Extract to read:

"""

Celebrating alumni and their educators
UWM Report, December 2013

There are few more satisfying experiences for an educator, I believe, than seeing the product of your work. In recent weeks I’ve had the opportunity to see results of the work done by UWM faculty and staff over the past several decades in the form of our alumni.

For the November Alumni Awards Evening hosted by our Alumni Association, I met or was reintroduced to several terrific individuals. (You can read about all the 2013 award winners elsewhere in this issue.)

Though he holds the high status of current U.S. ambassador to Iceland, Luis Arreaga very well may be the most humble person I’ve ever met. He could not say enough about the opportunities that have opened up to him during a long career with the U.S. State Department thanks to the education he received at the undergraduate and graduate levels here at UWM.

Jim Rygiel, winner of three Academy Awards, comes across as anything but someone influenced by Hollywood. He is as down to earth as you could imagine, and spoke of his experiences with helping revolutionize digital filmmaking with a sense of genuine wonder.

It’s hard to imagine a person more committed to helping UWM than Jill Pelisek. Her commitment goes far beyond her work with the Lubar School of Business. She is such an advocate for our university in so many different forums and so very deserving of the Distinguished Alumnus Award.

Nicholas Contorno – who used his music education degrees from UWM to contribute to the musical development of students at Marquette University, Glendale Public Schools, Dominican High School and Kettle Moraine High School – is a wonderful example of the breadth of influence one person can have on the generations that follow.

Among the individuals who received GOLD Awards for their accomplishments in the first 10 years following earning their degree from UWM, I was especially impressed by College of Nursing alum Joseph Braun. He is now a Brown University assistant professor whose research, funded by the National Institutes of Health, is helping us better understand the influence of common chemical compounds like BPA on children’s brain development and growth.

"""

Raw records:
"""

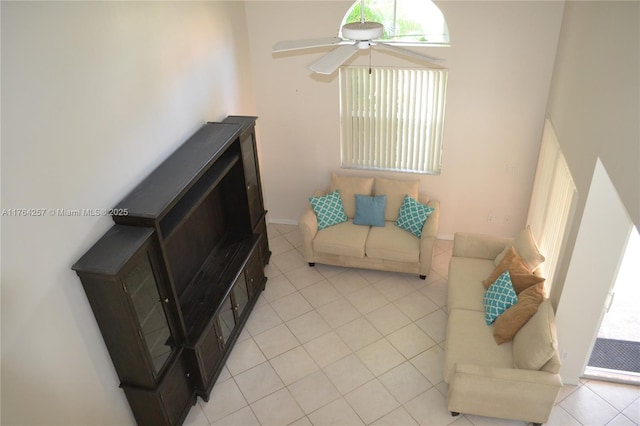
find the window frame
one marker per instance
(371, 143)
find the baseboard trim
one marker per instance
(279, 221)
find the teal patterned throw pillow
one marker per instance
(499, 297)
(329, 209)
(412, 216)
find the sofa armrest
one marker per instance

"""

Resume the UWM Report column on the 2013 alumni award winners, writing on from its final paragraph.

Solved exercise:
At a second event in November, the Chancellor’s Innovation Award Luncheon, recipient and alumnus Beth Pritchard shared with our audience fascinating insights from spending most of her career thinking outside the traditional box. She showed that appropriately breaking rules can result in leadership positions with organizations like Bath & Body Works, The White Barn Candle Company and Victoria’s Secret.

Finally, at a regional alumni event held in New York City this semester, I met Lorin Radtke, a partner at Goldman Sachs. Since earning a bachelor’s degree from UWM in 1990, Lorin has made steady progress in his career, which started in Chicago, moved to London and now has him in New York.

Radtke is one of the most entrepreneurial individuals I’ve ever met, and has incredible business acumen. Much of the UWM community will get to know him better later this month, when he delivers the commencement address at our Dec. 15 Winter Commencement Ceremony.

To everyone who had a hand in the education of Luis, Jim, Jill, Nicholas, Joseph, Beth and Lorin, you have my deepest appreciation. My experiences with these individuals have been heartwarming and inspiring, and I am full of pride for the accomplishments of these Panthers and for the UWM educators who got them started or continued to support their progress.